Requirements:
Determine how many lines in the items below contain the word "Target", and reply with that number alone.

Input records:
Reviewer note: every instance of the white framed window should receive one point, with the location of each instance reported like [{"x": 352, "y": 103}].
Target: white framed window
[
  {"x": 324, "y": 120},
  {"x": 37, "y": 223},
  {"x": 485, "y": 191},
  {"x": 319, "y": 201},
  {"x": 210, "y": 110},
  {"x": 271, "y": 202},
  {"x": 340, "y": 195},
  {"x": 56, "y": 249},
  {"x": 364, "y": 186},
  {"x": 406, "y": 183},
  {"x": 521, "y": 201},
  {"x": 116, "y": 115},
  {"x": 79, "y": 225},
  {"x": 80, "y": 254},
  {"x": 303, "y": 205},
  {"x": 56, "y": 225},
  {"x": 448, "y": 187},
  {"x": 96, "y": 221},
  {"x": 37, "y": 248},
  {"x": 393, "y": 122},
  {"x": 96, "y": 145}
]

--

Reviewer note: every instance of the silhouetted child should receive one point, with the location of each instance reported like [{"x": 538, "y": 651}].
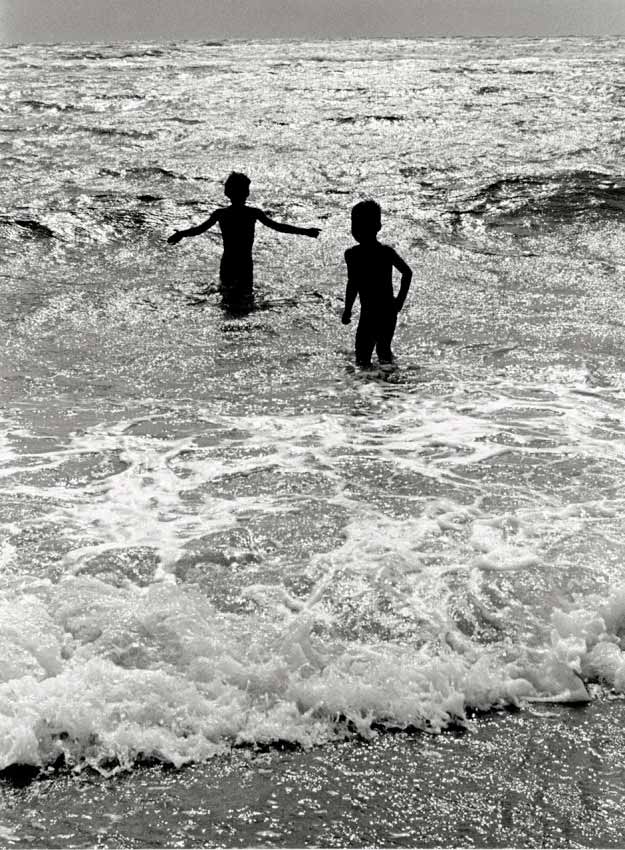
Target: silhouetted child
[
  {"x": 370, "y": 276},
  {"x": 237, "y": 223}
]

* * *

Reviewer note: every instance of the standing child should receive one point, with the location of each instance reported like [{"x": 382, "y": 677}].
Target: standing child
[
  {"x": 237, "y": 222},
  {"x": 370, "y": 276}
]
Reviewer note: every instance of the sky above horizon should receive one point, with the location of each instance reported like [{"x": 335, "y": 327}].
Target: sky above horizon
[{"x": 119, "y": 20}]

Result of this task:
4